• Problem statement:
Return the data exactly, but only from the line containing "For every instance of the road" through its last line.

• Data:
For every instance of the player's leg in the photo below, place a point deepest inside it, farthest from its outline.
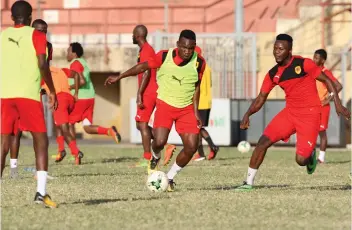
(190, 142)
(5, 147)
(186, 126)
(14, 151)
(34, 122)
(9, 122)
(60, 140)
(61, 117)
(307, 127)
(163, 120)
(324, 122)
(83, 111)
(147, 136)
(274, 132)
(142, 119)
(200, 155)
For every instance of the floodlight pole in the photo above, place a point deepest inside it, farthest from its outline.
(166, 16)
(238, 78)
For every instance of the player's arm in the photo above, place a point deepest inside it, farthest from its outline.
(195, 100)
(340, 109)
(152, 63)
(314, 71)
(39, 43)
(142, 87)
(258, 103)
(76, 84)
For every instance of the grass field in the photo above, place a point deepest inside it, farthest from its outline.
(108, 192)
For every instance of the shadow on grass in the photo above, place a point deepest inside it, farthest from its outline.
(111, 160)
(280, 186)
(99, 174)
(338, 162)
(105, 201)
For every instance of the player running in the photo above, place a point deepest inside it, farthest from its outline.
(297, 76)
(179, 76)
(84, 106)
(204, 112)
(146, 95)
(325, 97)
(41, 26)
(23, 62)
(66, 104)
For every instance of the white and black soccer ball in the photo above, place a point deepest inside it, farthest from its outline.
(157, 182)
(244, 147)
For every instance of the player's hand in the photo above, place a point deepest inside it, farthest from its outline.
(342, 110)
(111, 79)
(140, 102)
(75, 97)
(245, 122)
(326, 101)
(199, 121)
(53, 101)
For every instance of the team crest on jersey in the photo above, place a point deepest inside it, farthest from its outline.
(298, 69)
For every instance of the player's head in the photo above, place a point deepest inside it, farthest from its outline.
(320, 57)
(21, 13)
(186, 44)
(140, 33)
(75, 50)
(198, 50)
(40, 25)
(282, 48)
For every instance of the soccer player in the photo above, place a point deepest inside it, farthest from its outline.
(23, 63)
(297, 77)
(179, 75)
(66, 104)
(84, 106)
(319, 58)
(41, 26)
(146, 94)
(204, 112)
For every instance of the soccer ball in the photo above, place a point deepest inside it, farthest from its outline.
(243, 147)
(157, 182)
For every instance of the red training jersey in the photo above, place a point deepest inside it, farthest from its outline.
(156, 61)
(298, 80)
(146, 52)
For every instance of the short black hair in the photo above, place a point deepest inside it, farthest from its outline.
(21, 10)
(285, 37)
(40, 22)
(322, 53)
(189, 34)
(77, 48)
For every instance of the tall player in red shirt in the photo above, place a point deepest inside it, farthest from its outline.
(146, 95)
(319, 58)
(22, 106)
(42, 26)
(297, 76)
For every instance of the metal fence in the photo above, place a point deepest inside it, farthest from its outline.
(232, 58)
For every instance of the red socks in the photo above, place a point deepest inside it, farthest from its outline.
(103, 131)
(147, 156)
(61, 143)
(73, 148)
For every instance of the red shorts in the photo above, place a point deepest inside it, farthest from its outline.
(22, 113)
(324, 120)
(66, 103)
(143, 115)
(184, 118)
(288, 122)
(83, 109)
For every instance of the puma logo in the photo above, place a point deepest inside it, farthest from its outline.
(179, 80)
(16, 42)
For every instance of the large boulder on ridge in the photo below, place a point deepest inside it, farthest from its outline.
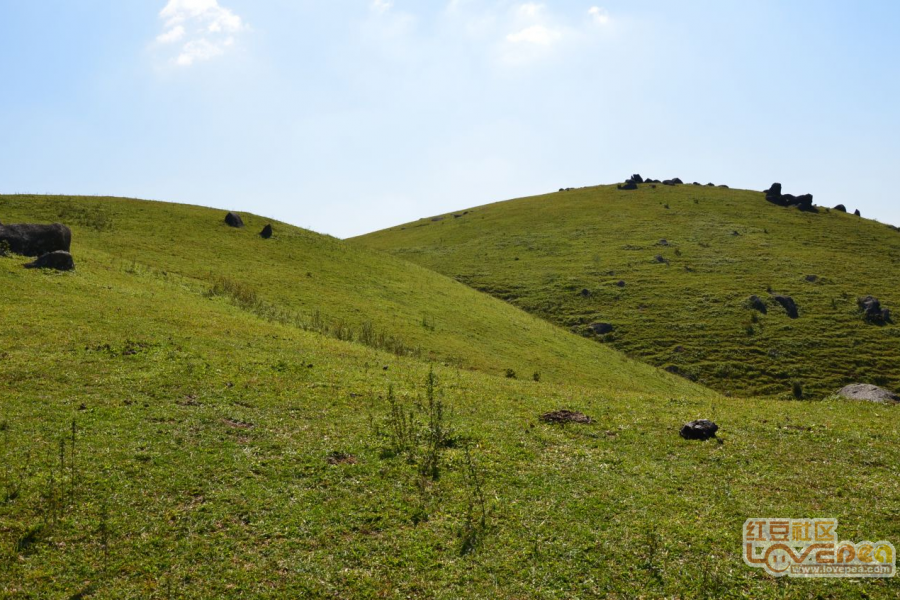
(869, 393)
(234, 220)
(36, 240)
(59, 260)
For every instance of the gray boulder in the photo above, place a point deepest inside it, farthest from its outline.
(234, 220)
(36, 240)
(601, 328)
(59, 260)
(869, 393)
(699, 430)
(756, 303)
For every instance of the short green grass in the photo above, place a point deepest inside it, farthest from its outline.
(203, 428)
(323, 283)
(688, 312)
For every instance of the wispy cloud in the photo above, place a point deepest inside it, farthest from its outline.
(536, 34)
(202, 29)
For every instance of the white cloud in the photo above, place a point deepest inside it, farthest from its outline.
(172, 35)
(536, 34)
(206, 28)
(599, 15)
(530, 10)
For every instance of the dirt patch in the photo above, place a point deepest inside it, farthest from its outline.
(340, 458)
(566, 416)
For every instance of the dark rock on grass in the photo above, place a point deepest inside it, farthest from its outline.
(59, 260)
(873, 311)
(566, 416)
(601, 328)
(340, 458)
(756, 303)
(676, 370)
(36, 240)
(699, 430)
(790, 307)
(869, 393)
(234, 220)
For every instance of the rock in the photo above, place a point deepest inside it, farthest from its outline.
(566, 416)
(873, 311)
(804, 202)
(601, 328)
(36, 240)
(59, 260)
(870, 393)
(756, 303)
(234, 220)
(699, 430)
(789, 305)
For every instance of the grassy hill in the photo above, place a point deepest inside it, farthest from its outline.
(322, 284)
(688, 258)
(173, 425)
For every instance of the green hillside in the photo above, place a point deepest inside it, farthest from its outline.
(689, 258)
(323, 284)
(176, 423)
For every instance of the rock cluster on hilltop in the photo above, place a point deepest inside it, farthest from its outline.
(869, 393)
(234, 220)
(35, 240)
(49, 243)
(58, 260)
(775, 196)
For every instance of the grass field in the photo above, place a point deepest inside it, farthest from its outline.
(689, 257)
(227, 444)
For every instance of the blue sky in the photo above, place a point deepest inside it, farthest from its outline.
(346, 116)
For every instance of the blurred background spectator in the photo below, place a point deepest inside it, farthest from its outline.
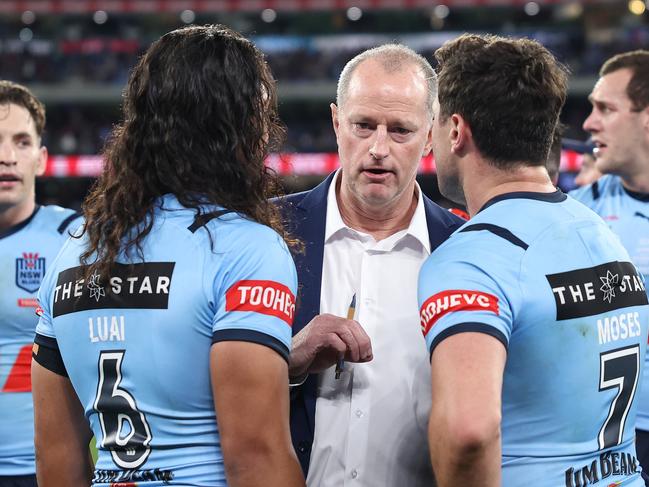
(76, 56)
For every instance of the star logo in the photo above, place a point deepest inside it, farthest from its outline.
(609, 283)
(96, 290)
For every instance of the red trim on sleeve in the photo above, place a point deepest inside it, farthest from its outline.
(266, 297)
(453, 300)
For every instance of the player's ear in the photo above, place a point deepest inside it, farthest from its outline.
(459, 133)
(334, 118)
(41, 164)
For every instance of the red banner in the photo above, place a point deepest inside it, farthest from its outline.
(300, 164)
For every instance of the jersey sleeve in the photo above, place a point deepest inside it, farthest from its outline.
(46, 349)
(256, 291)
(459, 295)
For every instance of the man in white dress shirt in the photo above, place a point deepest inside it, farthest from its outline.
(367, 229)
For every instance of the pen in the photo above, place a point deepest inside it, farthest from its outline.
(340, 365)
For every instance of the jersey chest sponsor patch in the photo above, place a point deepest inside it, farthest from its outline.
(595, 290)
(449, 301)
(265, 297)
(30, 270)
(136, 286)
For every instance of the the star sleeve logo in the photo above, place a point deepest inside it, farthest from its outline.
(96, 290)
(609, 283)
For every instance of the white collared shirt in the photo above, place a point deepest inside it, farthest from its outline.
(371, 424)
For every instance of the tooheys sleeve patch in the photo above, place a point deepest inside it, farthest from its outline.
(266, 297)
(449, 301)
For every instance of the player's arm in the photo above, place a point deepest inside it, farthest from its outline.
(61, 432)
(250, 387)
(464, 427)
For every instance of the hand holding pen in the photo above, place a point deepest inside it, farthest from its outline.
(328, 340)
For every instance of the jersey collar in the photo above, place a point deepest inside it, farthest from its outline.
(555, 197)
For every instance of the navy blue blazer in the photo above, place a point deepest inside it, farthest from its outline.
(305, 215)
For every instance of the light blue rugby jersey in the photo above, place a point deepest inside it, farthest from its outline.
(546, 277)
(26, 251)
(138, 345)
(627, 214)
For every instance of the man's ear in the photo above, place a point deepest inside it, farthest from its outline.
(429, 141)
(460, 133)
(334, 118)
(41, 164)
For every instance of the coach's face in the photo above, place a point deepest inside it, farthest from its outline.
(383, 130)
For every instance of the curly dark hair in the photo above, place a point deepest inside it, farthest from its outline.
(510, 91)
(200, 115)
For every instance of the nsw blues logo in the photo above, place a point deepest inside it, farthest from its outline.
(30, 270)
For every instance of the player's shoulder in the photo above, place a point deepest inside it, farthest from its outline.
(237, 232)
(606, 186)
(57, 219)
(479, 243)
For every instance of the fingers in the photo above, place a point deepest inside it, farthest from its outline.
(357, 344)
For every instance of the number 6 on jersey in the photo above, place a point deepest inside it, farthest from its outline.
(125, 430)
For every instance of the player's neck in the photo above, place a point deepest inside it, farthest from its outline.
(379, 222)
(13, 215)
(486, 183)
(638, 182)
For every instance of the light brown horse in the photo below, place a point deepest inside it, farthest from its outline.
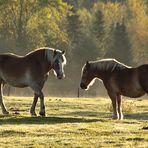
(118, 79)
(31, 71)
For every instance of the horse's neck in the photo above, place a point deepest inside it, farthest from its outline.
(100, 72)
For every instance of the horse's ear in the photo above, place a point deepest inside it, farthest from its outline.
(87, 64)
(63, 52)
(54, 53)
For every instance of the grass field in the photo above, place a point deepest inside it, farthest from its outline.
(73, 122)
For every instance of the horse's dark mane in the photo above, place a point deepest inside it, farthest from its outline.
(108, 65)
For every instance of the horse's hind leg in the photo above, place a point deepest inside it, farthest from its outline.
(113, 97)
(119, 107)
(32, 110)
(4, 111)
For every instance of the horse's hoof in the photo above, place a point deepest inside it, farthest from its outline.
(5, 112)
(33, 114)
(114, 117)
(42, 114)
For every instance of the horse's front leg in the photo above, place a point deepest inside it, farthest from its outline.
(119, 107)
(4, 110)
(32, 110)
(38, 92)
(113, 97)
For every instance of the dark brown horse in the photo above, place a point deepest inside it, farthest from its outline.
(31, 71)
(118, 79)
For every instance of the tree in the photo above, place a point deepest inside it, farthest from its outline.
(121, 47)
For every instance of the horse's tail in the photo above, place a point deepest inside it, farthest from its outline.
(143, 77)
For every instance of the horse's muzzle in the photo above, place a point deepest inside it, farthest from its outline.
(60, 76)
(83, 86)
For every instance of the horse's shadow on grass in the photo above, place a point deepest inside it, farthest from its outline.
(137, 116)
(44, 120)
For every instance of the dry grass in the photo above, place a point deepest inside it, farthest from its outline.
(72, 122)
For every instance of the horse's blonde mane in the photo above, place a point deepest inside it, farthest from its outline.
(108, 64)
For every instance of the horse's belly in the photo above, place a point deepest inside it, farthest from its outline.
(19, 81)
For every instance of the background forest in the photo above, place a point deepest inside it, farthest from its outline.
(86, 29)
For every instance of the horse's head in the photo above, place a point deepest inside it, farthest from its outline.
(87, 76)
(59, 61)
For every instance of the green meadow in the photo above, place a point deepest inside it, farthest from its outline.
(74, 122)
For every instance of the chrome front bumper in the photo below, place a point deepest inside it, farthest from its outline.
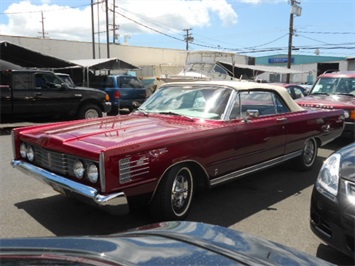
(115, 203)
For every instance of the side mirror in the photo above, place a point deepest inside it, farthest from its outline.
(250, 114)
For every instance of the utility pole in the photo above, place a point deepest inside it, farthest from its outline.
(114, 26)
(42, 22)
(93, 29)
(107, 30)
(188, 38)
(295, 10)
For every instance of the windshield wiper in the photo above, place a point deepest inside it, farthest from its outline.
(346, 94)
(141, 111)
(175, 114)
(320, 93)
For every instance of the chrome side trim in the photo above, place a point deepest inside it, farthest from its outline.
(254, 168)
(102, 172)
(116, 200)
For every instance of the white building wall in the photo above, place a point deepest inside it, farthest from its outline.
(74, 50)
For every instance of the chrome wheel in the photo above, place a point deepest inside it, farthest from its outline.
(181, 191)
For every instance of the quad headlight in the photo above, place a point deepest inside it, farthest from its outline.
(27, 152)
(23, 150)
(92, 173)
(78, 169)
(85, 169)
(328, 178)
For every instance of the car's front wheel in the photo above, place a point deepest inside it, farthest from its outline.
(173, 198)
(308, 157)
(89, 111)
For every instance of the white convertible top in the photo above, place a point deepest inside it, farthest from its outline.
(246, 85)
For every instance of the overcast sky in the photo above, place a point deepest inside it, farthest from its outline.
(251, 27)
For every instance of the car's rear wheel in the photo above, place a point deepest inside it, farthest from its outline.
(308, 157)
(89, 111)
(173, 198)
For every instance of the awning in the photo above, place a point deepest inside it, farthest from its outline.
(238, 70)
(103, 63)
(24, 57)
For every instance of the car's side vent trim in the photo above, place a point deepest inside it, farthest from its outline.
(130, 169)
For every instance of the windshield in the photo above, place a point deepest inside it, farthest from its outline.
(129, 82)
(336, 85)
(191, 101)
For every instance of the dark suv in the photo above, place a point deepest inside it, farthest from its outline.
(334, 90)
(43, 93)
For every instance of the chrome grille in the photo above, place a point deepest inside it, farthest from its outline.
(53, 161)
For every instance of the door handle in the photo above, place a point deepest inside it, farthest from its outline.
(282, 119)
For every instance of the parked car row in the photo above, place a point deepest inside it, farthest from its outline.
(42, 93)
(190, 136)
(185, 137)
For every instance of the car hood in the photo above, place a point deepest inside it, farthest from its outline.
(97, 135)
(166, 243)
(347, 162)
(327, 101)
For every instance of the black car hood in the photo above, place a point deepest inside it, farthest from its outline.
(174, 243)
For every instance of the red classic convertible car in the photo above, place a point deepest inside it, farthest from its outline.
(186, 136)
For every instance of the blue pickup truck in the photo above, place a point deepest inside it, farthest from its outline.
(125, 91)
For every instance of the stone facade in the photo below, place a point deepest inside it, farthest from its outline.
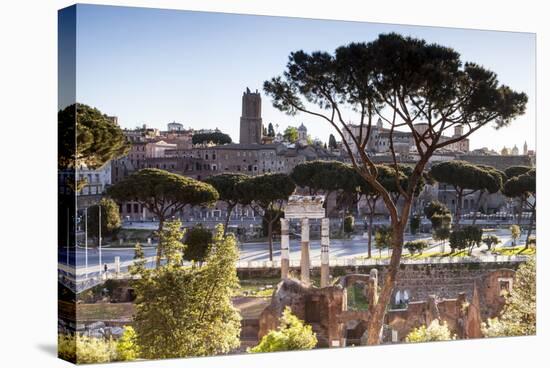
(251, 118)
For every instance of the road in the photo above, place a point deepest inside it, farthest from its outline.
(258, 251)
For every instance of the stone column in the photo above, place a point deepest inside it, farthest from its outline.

• Reply:
For every instance of the road in the photo above, place a point deepest inside it, farthest from its outline.
(258, 251)
For every instance of the stone column in the photo above, place a point deepest inside it, farthest from its outline.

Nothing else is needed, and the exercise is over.